*** Given data ***
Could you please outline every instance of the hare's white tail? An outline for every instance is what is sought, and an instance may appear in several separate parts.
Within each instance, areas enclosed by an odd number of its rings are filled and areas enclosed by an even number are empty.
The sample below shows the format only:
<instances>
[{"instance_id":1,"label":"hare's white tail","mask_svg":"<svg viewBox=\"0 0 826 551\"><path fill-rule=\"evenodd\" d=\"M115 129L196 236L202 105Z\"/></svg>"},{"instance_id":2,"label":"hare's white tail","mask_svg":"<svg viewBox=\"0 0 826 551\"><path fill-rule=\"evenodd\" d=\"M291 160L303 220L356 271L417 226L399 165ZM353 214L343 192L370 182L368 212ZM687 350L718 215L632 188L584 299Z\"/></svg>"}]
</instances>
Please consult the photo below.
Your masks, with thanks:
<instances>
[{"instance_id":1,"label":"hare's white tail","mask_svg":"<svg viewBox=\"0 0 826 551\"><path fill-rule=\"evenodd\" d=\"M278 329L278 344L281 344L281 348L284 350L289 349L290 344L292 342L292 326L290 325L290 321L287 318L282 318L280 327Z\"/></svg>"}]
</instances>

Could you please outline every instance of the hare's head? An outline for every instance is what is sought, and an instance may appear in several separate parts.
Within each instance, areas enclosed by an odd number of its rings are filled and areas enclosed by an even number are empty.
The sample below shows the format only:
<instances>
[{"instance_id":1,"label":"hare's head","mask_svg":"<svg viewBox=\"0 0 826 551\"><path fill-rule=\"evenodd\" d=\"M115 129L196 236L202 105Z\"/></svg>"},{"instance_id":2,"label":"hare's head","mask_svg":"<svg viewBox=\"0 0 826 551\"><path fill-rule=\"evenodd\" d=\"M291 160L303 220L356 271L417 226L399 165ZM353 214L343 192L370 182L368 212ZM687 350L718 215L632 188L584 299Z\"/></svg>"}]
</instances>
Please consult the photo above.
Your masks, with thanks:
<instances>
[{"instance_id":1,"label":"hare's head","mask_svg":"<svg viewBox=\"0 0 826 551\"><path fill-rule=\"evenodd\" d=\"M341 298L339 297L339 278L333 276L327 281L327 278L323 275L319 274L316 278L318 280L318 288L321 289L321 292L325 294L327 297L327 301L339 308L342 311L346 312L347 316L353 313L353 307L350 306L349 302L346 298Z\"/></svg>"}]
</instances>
***
Print each of the records above again, line for line and without changing a single character.

● **Exercise result**:
Could you please outline every instance of the hare's white tail? An outline for every instance is what is sought, and an instance may appear in several separate parts.
Within each instance, areas enclosed by an odd number of its rings are filled and areas enclosed by an even number are empty.
The sample below shows the format only:
<instances>
[{"instance_id":1,"label":"hare's white tail","mask_svg":"<svg viewBox=\"0 0 826 551\"><path fill-rule=\"evenodd\" d=\"M115 129L196 236L202 105Z\"/></svg>"},{"instance_id":2,"label":"hare's white tail","mask_svg":"<svg viewBox=\"0 0 826 551\"><path fill-rule=\"evenodd\" d=\"M291 160L303 220L356 271L417 226L399 165ZM353 214L343 192L370 182L368 212ZM687 350L718 215L632 188L584 299Z\"/></svg>"}]
</instances>
Please consult the photo below.
Your masks, with thanks:
<instances>
[{"instance_id":1,"label":"hare's white tail","mask_svg":"<svg viewBox=\"0 0 826 551\"><path fill-rule=\"evenodd\" d=\"M278 329L278 344L281 344L281 348L284 350L289 349L290 344L292 342L292 326L290 325L290 321L287 318L282 318L280 327Z\"/></svg>"}]
</instances>

Could you please outline every instance of the hare's head? An outline for every instance is what is sought, and an instance may appear in several separate parts.
Within each instance, areas enclosed by an odd number of its rings are filled and areas enclosed by an even number are empty.
The sample below shows the format only:
<instances>
[{"instance_id":1,"label":"hare's head","mask_svg":"<svg viewBox=\"0 0 826 551\"><path fill-rule=\"evenodd\" d=\"M115 129L196 236L202 105Z\"/></svg>"},{"instance_id":2,"label":"hare's head","mask_svg":"<svg viewBox=\"0 0 826 551\"><path fill-rule=\"evenodd\" d=\"M291 160L303 220L356 271L417 226L399 165ZM353 214L343 192L370 182L368 212ZM687 350L718 215L632 188L584 299Z\"/></svg>"}]
</instances>
Please consult the photo above.
Your masks, with thanks:
<instances>
[{"instance_id":1,"label":"hare's head","mask_svg":"<svg viewBox=\"0 0 826 551\"><path fill-rule=\"evenodd\" d=\"M341 298L339 297L339 278L333 276L327 281L327 278L323 275L319 274L316 278L318 280L318 288L321 289L321 292L325 294L327 297L327 301L339 308L342 311L346 312L347 316L353 313L353 307L350 306L349 302L346 298Z\"/></svg>"}]
</instances>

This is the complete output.